(Data entries)
<<<<
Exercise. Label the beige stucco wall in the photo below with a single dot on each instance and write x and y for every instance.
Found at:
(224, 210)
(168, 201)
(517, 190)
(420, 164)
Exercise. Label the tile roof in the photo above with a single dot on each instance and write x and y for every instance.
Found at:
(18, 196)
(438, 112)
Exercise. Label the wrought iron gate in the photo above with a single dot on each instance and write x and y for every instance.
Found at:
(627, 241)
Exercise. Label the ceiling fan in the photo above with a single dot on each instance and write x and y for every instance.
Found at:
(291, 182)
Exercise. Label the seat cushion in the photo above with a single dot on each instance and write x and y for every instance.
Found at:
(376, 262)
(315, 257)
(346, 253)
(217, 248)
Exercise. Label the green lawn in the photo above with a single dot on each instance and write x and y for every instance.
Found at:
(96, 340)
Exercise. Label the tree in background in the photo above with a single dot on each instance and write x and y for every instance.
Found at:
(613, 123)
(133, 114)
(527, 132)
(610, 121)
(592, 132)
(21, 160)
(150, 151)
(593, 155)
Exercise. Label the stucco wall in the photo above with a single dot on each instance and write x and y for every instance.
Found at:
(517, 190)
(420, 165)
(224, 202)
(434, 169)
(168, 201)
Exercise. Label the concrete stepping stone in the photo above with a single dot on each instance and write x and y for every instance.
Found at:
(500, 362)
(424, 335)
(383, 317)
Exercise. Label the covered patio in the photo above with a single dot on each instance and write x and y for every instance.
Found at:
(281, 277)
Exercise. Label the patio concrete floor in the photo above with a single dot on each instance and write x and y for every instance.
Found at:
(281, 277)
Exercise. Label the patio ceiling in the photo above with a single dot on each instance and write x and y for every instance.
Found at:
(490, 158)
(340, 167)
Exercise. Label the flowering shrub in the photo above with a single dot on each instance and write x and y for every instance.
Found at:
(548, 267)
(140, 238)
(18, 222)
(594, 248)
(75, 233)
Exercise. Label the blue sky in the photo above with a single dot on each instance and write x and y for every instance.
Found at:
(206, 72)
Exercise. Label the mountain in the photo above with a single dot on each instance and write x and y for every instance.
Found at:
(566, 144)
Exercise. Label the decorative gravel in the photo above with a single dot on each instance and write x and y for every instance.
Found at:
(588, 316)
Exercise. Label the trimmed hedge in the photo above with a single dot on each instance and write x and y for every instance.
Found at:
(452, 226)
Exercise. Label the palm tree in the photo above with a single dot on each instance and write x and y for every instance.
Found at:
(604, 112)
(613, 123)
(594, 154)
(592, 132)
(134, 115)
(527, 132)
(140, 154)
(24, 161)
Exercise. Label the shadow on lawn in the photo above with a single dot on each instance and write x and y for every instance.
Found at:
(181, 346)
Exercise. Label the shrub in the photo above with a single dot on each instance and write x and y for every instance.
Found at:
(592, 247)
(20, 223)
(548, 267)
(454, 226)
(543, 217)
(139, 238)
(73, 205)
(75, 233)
>>>>
> Problem to work on
Take every line above that includes "stucco" and list it.

> Solution for this problem
Exercise. Label the beige stucco wall in the photo below with a single dot on each instance and write x and y for every instance.
Exercise. Label the stucco wall in the photo above with a single dot on each instance and write x and y for every instance.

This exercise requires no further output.